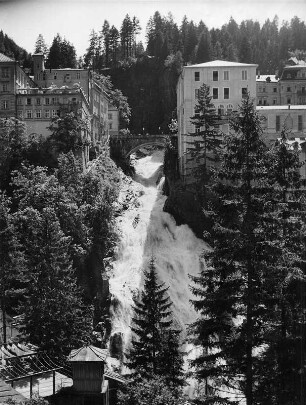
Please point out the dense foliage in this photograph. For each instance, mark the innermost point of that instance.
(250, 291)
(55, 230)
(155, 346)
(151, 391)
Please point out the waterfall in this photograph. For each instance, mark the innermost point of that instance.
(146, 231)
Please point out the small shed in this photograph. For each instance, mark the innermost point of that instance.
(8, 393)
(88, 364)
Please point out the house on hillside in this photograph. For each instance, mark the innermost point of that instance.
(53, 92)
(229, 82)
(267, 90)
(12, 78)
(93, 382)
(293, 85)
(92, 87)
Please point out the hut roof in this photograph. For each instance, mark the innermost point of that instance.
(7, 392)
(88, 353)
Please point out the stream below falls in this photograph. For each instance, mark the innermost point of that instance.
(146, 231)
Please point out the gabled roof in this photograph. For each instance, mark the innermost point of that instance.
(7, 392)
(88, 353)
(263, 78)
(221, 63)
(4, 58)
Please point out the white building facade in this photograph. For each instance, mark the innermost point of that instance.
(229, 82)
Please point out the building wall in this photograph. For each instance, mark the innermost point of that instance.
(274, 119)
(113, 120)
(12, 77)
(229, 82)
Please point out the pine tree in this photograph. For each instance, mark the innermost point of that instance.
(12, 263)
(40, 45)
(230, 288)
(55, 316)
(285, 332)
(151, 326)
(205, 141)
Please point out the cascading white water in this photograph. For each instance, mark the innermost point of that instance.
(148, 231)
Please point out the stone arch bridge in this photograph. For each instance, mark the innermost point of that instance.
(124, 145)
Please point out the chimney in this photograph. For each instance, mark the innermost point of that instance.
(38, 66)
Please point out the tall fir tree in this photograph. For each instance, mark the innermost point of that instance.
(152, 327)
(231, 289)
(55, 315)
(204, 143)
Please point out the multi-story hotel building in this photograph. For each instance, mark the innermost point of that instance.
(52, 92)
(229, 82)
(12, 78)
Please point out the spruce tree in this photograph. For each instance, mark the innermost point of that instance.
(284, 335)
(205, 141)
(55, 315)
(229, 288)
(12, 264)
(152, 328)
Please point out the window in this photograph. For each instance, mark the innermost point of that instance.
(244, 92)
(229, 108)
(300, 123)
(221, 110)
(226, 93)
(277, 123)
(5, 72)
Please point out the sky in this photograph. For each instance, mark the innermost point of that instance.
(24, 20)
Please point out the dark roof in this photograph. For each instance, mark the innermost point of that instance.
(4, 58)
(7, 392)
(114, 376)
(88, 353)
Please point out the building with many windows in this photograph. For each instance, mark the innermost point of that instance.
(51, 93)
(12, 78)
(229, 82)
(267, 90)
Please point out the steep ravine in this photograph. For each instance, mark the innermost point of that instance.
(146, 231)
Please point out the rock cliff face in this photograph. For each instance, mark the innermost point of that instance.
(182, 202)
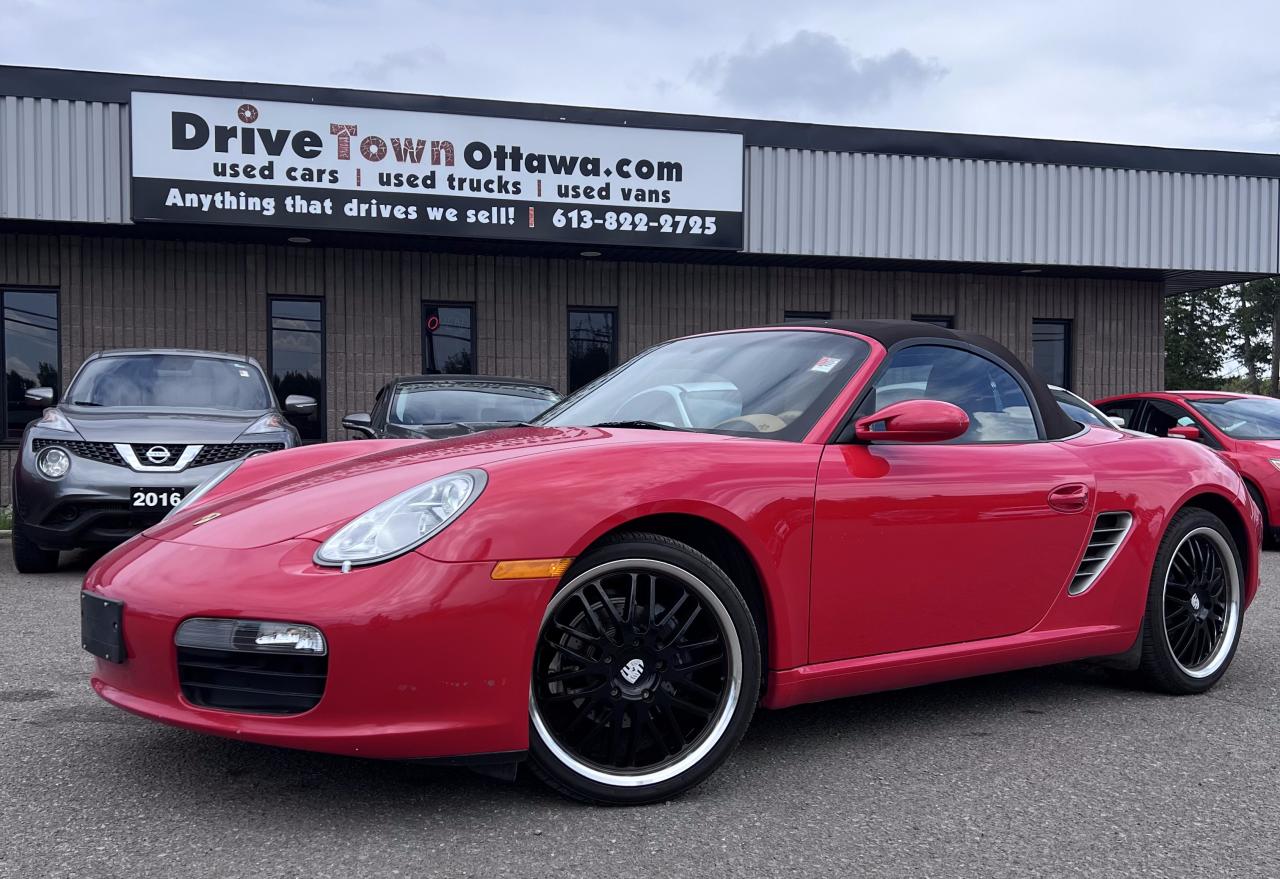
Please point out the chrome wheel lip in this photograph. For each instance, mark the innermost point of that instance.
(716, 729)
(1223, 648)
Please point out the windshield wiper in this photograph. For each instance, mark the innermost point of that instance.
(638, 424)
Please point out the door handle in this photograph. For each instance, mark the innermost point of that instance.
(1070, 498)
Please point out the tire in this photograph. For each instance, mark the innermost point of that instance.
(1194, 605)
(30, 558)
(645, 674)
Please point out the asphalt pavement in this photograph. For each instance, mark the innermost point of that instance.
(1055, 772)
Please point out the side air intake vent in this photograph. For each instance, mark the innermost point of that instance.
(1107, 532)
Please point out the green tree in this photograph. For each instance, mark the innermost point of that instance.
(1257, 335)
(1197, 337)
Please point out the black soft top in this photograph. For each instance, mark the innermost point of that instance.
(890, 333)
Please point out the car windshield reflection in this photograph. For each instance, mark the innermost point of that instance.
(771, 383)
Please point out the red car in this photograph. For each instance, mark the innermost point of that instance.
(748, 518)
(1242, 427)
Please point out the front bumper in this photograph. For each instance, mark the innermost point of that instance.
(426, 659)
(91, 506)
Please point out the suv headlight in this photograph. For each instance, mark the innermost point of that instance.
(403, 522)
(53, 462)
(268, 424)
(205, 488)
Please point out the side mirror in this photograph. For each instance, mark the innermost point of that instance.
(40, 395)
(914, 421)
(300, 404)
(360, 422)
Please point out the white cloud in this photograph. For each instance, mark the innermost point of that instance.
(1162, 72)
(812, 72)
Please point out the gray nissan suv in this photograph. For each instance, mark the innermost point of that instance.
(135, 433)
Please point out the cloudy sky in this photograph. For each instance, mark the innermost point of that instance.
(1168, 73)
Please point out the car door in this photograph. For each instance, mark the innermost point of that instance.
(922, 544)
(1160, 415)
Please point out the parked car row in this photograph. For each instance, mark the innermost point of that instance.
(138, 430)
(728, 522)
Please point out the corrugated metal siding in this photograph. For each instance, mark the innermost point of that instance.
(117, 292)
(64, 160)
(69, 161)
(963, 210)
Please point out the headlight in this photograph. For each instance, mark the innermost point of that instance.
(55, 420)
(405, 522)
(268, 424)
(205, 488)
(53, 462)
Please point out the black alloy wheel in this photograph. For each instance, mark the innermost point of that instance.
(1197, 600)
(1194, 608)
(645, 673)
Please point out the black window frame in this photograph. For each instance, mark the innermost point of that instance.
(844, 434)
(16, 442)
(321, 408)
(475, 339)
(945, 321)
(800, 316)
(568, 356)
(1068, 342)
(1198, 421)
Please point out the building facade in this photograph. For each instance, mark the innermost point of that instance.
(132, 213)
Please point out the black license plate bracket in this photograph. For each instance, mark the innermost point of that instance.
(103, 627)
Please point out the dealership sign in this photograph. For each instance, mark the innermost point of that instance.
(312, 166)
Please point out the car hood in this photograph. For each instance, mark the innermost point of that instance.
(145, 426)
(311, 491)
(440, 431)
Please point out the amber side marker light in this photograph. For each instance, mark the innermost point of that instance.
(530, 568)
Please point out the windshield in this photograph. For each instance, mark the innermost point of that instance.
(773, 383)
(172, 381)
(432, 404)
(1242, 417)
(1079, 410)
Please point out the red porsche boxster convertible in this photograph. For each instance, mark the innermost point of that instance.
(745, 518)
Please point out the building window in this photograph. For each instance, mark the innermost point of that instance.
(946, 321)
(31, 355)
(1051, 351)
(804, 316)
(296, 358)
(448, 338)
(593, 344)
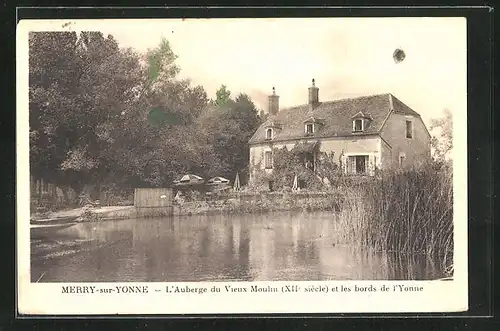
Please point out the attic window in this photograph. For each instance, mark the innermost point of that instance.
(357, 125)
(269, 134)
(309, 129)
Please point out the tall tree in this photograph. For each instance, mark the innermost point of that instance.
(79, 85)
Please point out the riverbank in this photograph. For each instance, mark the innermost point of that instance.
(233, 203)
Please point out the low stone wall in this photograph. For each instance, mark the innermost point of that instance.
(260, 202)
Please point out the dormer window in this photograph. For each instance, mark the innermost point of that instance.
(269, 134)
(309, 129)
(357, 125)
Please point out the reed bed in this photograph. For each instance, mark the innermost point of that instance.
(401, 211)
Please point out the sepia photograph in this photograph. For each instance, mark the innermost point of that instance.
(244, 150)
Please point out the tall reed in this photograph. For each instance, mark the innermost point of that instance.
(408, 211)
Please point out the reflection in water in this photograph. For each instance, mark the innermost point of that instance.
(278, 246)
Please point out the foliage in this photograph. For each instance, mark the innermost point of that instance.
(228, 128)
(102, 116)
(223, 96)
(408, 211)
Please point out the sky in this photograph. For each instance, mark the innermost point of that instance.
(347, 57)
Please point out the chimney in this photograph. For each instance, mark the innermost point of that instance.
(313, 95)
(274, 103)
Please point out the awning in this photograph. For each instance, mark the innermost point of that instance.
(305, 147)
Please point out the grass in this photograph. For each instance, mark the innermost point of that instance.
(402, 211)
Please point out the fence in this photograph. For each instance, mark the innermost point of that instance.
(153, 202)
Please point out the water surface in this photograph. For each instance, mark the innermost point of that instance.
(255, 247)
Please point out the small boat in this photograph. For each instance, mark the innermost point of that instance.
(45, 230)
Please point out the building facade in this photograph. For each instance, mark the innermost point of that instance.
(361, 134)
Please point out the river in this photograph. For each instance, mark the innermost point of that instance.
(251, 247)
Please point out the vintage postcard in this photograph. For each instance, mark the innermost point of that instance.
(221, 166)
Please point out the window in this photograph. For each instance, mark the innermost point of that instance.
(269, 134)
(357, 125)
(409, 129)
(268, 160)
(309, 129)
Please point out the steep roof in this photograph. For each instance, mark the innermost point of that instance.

◆ **EXERCISE**
Reproduce word for word the lines of the material from the one that contains "Please point out the small boat" through the final line, both ends included.

◆ **ANSWER IN FULL**
Please point out the small boat in this photograph. For each instance, mark the innermost point of that instance.
(45, 230)
Please point out the building facade in this photograph. For each instance, mark the innermost point of that instance.
(361, 134)
Please point out the river in this photograph. For each instance, mark the innermost point of that instance.
(251, 247)
Please point out the vintage postcard in this photograph. For each instance, mark the innermost point of that instance.
(221, 166)
Please point out the window in this photograph. For each instance, mark the innermost point of that instance.
(269, 134)
(357, 125)
(409, 129)
(268, 160)
(309, 129)
Please point out the steep roof in this photograph. For each instance, mark the innermost point of that instance.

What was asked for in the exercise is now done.